— Data rows —
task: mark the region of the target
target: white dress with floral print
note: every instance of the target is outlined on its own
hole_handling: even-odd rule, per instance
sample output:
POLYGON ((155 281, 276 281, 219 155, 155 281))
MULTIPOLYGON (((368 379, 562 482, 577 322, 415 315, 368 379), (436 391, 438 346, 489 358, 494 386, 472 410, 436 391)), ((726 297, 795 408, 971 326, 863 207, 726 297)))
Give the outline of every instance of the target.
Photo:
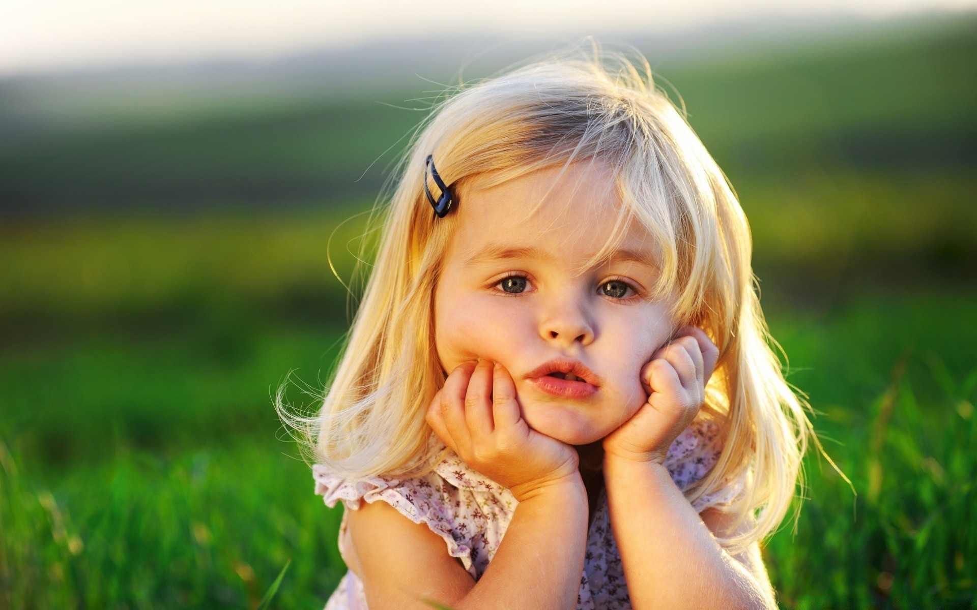
MULTIPOLYGON (((680 489, 704 476, 715 464, 722 447, 717 440, 719 427, 708 421, 696 421, 668 448, 665 467, 680 489), (713 442, 716 441, 716 442, 713 442)), ((434 434, 431 447, 445 445, 434 434)), ((326 506, 343 502, 339 526, 339 550, 350 563, 346 517, 358 509, 361 501, 383 501, 414 523, 425 523, 445 539, 447 552, 477 582, 498 549, 505 530, 519 504, 508 489, 469 468, 452 451, 429 472, 420 477, 398 479, 373 476, 346 479, 331 475, 324 467, 313 467, 316 493, 326 506)), ((699 498, 693 507, 701 511, 707 507, 732 500, 738 486, 699 498)), ((624 570, 617 544, 611 530, 607 494, 601 491, 593 520, 587 532, 577 610, 630 610, 631 602, 624 583, 624 570)), ((324 610, 367 610, 362 583, 347 571, 324 610)))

— What this task involves —
Locate each line in the items above that contains the string "target" and copy those lines out. Case counts.

— Output of the exercise —
task: mark the region of the target
target: white dress with floral print
note: every instance of the target is outlined on its own
Give the outline of every instance of the target.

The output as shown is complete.